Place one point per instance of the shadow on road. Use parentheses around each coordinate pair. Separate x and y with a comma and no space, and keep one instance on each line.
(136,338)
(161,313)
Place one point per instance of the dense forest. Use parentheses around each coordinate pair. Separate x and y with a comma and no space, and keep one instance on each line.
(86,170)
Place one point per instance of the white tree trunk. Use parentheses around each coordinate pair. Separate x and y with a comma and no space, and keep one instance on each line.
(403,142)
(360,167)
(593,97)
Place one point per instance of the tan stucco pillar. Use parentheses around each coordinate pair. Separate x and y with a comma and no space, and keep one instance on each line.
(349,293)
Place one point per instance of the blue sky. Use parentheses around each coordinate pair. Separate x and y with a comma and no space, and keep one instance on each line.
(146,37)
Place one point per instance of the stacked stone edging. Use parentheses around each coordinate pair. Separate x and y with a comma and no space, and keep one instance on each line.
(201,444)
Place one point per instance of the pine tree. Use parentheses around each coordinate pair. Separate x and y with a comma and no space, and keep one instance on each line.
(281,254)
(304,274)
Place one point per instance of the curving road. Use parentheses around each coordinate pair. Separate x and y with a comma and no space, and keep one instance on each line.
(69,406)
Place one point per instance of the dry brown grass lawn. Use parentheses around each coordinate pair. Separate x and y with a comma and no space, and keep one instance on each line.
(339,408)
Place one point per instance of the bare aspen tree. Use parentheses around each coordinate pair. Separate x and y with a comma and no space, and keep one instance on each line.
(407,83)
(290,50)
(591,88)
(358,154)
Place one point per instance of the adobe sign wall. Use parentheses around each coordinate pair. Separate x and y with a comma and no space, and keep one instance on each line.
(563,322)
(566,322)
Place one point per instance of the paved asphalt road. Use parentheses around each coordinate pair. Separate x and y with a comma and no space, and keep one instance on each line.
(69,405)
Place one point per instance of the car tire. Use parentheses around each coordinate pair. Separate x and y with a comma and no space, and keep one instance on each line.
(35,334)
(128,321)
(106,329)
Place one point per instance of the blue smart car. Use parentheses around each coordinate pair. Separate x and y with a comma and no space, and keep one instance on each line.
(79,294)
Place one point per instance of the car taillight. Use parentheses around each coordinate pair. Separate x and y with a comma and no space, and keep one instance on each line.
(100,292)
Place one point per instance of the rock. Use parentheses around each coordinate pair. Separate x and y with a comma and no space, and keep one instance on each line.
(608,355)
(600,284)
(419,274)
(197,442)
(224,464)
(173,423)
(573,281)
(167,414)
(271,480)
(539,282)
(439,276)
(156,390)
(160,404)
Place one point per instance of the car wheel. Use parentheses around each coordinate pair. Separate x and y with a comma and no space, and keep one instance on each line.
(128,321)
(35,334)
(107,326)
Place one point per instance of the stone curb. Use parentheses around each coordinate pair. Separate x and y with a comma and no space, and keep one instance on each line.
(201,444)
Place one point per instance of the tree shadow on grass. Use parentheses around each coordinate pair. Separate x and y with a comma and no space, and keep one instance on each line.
----
> _WORK INSTRUCTION_
Everything in the records above should be written out again exactly.

> _WRITTEN REPLY_
Place one point per instance of the shadow on road. Use parentheses around each coordinate pair. Separate x and y with a comma and no space, and keep one instance on each line.
(136,338)
(161,313)
Place one point per instance of the dense forest. Use parentheses around each coordinate pair. Separate x and y with a comma and no space, and keep one instance on each line.
(86,170)
Place one point per instance of the white tree trunk. Use parentheses around each coordinate pair. Separate x and y with a comma and no space, and keep one instance on each line.
(403,142)
(360,167)
(593,97)
Place one point per instance of the tan stucco pillar. Use parentheses around each coordinate pair. Separate x and y with a comma and no space, and keep one instance on each line.
(349,293)
Place one point per instance of the blue sky. Use parentheses around each coordinate pair. Separate x and y with a comma and no space, and keep one instance on each line.
(146,37)
Place one point per instance of the stacked stone edging. Use parentheses around each coordinate pair. Separate x and y with a comma and no space, and keep one instance on each line.
(201,444)
Place one point per instance of the pine tree. Use parentheses around each coordinate pair. Separate x and y with a comma and no space, and keep one instance on each line.
(281,254)
(304,274)
Place one point per instance of the curving road. Use parentheses around each coordinate pair. Separate x and y with a comma and no space, and keep one instance on each line.
(69,406)
Place one point per instance of the dry brown grass lawn. Use parentheses around each coordinate pair. Separate x and y with a comma and no space, and keep one instance on each line.
(339,408)
Place one point per instance of the bare aspen tree. Use parentheses around each coordinate pair. Separate x and y with a comma and no space, and keep one instance on each line.
(407,83)
(290,50)
(591,88)
(358,154)
Place one point per instance of the adobe sign wall. Use parentheses around each coordinate pair. Separate x and y with a comma and no space, and keep one instance on each line.
(563,322)
(566,322)
Place one point per instance of the paved asphalt road. Use parentheses around each coordinate pair. Separate x and y with a comma and no space, and keep one instance on each line.
(69,405)
Place one point per instance of the car tire. Use parentheses around each coordinate pair. Separate x and y with a comma and no space, and keep one instance on each line.
(35,334)
(128,321)
(106,329)
Place one point per instance of the blue smart car. Use parentheses around each coordinate pair. Separate x and y with a comma and no space, and keep one instance on each line.
(79,294)
Place one point per instance of the car taillight. Use parentheses around each coordinate pair. Separate x and y with a comma and no space, and keep one instance on each line.
(100,292)
Place one point per instance of the rock. Use parentheses around each coordinate pair. Separate x and y with a comma and no space, and keep one instance on each line.
(608,355)
(600,284)
(419,274)
(197,442)
(224,464)
(173,423)
(573,281)
(167,414)
(271,480)
(539,282)
(439,276)
(156,390)
(160,404)
Place one point per instance of the car wheel. Use parentheses around each coordinate pair. Separate x and y with a comma and no space, and keep one instance on each line.
(128,321)
(35,334)
(107,326)
Place one point per instance of the stone curb. Use parentheses around each coordinate pair. Separate x and y with a comma and no space, and keep one instance on each line.
(201,444)
Place one point per instance of the tree shadow on grass. Use parentheses around each coordinate pair. Separate x and y with a comma and no space, and keep one instance on each line.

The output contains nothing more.